В XI–XII веках в Западной Европе создается мощная суровая романская архитектура. Новгородская архитектура этого времени решительно отличается от нее. Какой бы мощный, «крепостной» характер ни носили новгородские храмы, все же они радуют глаз белизной своих стен, золотыми куполами, гармоничной закругленностью форм. От XII века в Южной Германии и Италии сохранились фрески, похожие на новгородские. Но такую цельную по замыслу, такую сильную по выражению роспись, как в Нередице, трудно найти в храмах того времени На западе и на востоке Европы.
Владимир, Новгород и Псков были в период феодальной раздробленности главными художественными центрами Руси. Но развитие русского искусства не ограничивалось этими центрами. Правда, мы мало знаем о том, что происходило в других удельных княжествах того времени.
В среднерусских княжествах много памятников погибло во время татарского нашествия. Но нам известно, что планы рязанских храмов XII века похожи на план Елецкого собора в Чернигове и Суздальского собора, и это позволяет догадываться, из какой традиции исходили их создатели. Судя по найденным в Старой Рязани роскошным перегородчатым эмалям, их местное производство опиралось на достижения Киева.
14. Пророк Аарон. Фреска храма Спаса на Нередице. Новгород
Что касается западной Руси, то здесь католическая церковь безжалостно уничтожала всякие следы русской культуры. Однако для того чтобы оценить размах художественного творчества древней Руси в этот период, необходимо хотя бы в общих чертах представить себе, какое развитие получило искусство в таких центрах древнерусского искусства, как Галицкое и Волынское княжества. Возможно, что древнейшим памятником галицко-волынского искусства является так называемая Трирская псалтырь (1079–1087), богато украшенная миниатюрами для Гертруды, жены князя Изяслава. Среди миниатюр этой рукописи можно видеть апостола Петра, к ногам которого припадают маленькие фигурки заказчиков — князя Изяслава и его супруги, Христа на троне, по бокам которого стоят князь Ярополк и члены его семьи, изображение богоматери на троне и, наконец, «Рождество Христово» в роскошном архитектурном обрамлении. В этом памятнике черты киевской художественной традиции сказываются в близости миниатюр к перегородчатой эмали; западные черты особенно заметны в портретных изображениях князей. Относящийся к середине ХII века Успенский собор во Владимире-Волынском, судя по сохранившимся остаткам, был похож на собор Елецкого монастыря в Чернигове.
==============================
На какой собор, согласно отрывку, был похож Успенский собор во Владимире-Волынском? Записи здесь никакой роли не играют.
==============================
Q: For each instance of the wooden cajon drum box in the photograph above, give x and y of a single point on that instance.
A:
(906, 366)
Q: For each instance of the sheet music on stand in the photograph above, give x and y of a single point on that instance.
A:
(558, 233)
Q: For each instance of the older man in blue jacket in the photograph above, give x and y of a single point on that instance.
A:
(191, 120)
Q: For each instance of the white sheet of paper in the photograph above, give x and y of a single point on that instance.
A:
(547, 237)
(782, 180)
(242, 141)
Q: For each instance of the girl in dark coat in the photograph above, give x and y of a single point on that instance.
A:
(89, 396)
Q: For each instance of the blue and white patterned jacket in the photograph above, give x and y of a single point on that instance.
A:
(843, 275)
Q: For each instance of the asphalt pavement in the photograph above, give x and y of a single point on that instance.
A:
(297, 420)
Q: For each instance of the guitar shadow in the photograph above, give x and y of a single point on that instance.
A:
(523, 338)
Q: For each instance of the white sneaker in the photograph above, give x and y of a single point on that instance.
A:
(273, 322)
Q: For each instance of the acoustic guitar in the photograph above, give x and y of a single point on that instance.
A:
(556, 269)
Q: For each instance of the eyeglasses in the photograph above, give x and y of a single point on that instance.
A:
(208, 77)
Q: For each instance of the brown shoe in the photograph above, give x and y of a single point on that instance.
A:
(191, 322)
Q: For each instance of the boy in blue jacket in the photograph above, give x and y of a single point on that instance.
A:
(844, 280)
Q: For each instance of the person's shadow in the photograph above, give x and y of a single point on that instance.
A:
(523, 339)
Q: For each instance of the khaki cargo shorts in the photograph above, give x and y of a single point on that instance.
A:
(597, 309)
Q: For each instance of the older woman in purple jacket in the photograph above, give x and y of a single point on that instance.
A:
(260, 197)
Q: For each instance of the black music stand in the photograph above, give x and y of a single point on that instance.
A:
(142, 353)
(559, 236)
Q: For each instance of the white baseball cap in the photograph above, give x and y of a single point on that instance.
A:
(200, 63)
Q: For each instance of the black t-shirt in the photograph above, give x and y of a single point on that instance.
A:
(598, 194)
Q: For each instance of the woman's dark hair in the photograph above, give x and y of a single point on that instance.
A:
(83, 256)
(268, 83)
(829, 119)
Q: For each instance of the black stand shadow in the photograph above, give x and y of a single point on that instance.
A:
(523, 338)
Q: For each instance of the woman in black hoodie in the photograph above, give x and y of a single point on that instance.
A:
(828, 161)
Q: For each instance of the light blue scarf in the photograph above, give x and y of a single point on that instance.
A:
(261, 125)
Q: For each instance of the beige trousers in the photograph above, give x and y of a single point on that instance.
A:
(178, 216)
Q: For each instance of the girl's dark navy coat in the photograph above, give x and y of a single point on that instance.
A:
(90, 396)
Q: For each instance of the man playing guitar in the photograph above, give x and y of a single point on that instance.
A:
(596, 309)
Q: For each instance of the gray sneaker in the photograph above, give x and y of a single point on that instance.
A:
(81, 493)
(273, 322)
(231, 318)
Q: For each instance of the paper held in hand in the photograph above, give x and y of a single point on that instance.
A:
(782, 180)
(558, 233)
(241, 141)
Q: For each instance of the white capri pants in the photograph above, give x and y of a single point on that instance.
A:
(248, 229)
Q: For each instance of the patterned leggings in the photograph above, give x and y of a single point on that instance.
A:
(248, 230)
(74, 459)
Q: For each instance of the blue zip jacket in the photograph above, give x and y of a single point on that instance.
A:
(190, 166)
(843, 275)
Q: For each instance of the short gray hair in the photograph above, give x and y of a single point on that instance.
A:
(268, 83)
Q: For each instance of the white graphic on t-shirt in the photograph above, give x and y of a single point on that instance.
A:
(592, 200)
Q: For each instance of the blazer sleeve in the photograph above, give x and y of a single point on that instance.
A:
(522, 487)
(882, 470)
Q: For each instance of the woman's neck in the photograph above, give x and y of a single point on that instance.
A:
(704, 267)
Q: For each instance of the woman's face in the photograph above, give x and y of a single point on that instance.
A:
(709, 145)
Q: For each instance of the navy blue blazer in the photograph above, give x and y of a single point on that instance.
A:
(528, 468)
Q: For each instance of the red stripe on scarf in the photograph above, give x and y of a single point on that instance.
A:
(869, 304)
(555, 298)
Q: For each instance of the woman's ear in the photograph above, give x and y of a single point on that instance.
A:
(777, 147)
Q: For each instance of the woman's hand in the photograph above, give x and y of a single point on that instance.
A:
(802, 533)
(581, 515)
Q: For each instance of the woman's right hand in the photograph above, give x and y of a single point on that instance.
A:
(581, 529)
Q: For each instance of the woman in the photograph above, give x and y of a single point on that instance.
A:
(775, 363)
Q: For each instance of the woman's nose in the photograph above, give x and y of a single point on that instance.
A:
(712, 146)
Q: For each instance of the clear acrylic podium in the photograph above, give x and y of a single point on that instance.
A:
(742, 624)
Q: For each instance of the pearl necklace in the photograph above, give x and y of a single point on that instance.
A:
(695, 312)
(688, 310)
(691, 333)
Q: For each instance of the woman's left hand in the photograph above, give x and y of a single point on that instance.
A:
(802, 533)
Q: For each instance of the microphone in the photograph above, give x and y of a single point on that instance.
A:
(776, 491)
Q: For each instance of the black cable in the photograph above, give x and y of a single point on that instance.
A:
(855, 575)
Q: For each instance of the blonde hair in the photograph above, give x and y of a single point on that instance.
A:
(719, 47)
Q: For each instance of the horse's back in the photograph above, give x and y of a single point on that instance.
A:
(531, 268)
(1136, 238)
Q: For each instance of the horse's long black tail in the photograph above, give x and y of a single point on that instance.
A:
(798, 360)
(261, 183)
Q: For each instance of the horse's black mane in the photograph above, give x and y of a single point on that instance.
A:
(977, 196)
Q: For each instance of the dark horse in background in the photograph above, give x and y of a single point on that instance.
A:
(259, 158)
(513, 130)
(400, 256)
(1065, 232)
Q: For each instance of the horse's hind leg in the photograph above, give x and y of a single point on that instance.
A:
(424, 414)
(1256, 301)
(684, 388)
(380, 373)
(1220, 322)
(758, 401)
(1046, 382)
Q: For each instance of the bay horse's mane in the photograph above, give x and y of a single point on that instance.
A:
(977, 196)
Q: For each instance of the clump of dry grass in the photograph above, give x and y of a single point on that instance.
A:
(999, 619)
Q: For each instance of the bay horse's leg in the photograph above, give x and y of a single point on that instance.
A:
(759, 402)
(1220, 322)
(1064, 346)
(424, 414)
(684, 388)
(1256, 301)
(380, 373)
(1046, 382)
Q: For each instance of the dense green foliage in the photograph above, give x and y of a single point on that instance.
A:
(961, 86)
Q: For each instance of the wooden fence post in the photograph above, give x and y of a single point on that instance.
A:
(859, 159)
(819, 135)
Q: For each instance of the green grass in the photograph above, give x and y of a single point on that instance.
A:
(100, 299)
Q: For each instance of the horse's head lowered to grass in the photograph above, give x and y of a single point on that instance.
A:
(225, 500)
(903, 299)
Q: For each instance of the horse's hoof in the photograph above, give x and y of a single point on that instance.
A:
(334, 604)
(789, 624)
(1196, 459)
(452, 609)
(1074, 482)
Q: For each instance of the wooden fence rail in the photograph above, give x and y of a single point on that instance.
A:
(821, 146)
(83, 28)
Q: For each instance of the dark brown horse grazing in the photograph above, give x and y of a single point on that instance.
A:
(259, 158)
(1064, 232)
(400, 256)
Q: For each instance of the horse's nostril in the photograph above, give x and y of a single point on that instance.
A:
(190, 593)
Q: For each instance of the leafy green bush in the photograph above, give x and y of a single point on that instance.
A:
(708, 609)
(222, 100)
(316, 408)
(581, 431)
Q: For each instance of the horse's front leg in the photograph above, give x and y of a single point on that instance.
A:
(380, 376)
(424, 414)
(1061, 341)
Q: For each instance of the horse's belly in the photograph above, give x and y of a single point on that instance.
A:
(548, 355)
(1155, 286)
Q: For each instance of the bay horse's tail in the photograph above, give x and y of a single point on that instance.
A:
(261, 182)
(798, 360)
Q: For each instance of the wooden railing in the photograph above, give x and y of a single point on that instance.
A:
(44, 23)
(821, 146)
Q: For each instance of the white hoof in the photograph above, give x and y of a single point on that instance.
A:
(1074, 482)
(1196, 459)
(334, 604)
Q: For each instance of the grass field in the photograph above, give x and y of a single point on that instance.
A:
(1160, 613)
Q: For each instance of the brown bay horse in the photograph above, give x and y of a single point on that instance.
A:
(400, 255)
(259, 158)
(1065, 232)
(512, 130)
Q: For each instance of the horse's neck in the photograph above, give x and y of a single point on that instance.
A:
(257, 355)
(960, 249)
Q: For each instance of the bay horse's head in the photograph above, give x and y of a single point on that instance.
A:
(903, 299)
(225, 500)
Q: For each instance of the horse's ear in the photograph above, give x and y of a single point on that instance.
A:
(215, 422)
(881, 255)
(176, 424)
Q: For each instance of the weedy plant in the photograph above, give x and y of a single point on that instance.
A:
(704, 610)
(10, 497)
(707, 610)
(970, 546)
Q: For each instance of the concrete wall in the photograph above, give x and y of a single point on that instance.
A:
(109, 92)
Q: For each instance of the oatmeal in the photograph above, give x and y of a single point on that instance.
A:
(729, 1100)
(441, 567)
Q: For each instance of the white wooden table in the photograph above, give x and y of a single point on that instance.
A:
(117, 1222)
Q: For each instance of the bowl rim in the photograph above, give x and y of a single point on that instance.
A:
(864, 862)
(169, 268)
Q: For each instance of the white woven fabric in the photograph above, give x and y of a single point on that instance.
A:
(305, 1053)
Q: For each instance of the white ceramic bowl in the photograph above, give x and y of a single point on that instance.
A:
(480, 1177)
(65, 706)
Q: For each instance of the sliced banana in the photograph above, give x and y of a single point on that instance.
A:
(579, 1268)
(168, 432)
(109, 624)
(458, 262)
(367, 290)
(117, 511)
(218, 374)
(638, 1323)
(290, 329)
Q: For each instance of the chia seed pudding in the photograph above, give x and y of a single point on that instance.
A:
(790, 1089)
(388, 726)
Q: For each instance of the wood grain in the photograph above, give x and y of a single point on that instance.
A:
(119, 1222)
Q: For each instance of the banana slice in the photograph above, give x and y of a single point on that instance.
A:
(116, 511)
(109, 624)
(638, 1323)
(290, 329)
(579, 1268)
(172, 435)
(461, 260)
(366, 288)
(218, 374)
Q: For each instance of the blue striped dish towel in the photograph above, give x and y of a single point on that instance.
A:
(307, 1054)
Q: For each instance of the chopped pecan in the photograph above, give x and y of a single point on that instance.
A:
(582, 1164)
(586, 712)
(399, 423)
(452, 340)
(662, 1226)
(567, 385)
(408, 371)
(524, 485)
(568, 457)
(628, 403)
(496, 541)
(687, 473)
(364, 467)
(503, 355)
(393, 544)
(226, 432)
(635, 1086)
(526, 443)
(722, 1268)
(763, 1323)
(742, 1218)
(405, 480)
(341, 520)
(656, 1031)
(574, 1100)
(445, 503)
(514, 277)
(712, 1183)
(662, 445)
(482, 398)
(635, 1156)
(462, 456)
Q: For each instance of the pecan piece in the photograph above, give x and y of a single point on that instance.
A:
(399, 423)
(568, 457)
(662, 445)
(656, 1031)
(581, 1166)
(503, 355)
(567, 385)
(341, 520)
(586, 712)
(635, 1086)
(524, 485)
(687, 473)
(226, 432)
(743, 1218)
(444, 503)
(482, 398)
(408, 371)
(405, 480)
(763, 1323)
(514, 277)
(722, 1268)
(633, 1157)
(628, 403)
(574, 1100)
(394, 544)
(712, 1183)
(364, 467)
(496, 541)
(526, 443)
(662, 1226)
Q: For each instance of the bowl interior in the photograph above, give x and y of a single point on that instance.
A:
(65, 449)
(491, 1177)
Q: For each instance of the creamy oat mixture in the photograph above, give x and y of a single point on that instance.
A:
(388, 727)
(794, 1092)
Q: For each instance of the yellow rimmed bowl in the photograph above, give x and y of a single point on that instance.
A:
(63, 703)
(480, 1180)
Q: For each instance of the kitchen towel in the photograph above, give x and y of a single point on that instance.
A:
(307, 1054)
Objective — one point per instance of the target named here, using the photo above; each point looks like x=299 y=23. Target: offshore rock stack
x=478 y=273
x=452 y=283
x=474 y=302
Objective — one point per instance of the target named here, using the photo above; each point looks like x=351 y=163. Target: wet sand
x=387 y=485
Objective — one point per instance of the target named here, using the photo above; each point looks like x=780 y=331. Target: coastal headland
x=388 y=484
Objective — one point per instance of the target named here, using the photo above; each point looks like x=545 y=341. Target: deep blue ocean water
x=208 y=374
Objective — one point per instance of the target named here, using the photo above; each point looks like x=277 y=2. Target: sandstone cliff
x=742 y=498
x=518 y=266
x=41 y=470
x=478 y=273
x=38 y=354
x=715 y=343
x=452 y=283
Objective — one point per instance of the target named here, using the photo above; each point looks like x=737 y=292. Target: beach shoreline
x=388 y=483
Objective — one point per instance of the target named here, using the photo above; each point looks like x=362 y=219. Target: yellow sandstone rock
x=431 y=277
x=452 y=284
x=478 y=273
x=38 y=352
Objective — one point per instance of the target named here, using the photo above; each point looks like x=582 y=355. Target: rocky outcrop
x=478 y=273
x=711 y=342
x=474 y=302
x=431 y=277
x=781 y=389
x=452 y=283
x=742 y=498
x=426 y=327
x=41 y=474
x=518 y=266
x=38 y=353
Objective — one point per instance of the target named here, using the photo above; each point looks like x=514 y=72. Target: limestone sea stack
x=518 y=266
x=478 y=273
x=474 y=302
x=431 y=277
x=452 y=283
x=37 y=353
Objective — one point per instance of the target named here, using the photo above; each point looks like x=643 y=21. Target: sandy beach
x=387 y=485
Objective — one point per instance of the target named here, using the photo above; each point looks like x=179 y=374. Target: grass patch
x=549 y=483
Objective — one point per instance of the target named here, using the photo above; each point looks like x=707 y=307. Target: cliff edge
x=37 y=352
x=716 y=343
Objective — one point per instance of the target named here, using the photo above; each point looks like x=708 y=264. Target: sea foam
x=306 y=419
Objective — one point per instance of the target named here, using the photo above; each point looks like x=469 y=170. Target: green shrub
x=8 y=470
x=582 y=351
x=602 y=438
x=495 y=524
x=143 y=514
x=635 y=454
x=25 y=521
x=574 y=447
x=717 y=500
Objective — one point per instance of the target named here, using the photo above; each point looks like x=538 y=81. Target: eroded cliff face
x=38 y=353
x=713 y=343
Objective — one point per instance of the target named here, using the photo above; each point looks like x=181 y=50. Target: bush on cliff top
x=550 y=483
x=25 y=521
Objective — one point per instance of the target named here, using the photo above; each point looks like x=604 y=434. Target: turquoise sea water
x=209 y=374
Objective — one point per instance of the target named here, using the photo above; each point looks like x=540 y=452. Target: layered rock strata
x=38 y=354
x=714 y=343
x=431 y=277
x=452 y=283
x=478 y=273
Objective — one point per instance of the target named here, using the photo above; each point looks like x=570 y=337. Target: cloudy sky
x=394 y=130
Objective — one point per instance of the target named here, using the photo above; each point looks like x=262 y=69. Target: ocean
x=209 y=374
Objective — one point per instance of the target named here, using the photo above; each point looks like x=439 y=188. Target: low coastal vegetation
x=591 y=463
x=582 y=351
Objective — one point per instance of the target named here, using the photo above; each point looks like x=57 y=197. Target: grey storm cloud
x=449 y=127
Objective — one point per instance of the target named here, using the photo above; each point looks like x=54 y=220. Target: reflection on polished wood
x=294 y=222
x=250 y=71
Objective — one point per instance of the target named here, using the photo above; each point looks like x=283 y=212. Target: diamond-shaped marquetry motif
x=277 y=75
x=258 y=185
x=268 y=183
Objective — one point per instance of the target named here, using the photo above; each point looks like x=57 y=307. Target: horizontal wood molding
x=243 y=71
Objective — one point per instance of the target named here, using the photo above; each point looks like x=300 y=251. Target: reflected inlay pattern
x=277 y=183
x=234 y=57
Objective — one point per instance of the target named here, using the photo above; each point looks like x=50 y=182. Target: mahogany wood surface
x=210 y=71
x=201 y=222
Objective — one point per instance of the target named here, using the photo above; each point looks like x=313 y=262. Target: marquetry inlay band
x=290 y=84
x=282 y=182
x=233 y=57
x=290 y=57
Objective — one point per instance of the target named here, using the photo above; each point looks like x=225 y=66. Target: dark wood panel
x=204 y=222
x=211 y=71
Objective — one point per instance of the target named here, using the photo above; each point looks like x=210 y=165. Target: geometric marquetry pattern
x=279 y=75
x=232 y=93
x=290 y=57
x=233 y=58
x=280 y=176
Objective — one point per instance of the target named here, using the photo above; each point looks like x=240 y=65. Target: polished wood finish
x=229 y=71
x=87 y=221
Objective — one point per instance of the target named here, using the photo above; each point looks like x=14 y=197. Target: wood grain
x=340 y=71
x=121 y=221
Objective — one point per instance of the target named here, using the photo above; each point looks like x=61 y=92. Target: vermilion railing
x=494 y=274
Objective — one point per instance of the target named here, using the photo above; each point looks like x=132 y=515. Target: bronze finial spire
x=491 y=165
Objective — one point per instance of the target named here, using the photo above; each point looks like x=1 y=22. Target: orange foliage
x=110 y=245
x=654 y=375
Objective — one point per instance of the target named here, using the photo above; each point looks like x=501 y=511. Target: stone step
==============================
## Ожидаемый ответ
Он был похож на собор Елецкого монастыря в Чернигове.